--- START OF Supplied text ---
The other film that is important to me, but not always remembered as a Christmas film (but most certainly is), is Hook. Robin Williams plays the boy who actually did grow up, and it’s a tale of self-belief and acceptance with a lot of fun thrown in. Again, it’s a star-studded cast with Julia Roberts, Bob Hoskins and Dustin Hoffman easily putting any panto Captain Hook to shame. It’s a film that I have always returned to and watched, again, and again and again, and will probably always continue to do so.

Screen Shot 2013-01-04 at 14.04.02 Anyway, if you managed to catch these two films over the Xmas period, well done you… you took my good advice, and if you don’t have these in your Blu-Ray or DVD collection, go get them in the January sales – they should be staple additions to your collection! But its 2013 now, and what a year of films we have ahead.
--- END OF Supplied text ---
:: Work instructions ::
**a)** Copy the film passage from "The other film" to "we have ahead.", swapping "Christmas" for "holiday" each time it appears.
**b)** Name every actor mentioned in the film passage.
The lines that come next are from a separate source.
--- START OF Data shown ---
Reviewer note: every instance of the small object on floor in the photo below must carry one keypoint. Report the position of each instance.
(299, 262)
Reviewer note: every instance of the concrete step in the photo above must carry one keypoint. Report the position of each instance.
--- END OF Data shown ---
:: Results ::
**a)**
The other film that is important to me, but not always remembered as a holiday film (but most certainly is), is Hook. Robin Williams plays the boy who actually did grow up, and it’s a tale of self-belief and acceptance with a lot of fun thrown in. Again, it’s a star-studded cast with Julia Roberts, Bob Hoskins and Dustin Hoffman easily putting any panto Captain Hook to shame. It’s a film that I have always returned to and watched, again, and again and again, and will probably always continue to do so.

Screen Shot 2013-01-04 at 14.04.02 Anyway, if you managed to catch these two films over the Xmas period, well done you… you took my good advice, and if you don’t have these in your Blu-Ray or DVD collection, go get them in the January sales – they should be staple additions to your collection! But its 2013 now, and what a year of films we have ahead.

**b)** Robin Williams, Julia Roberts, Bob Hoskins, Dustin Hoffman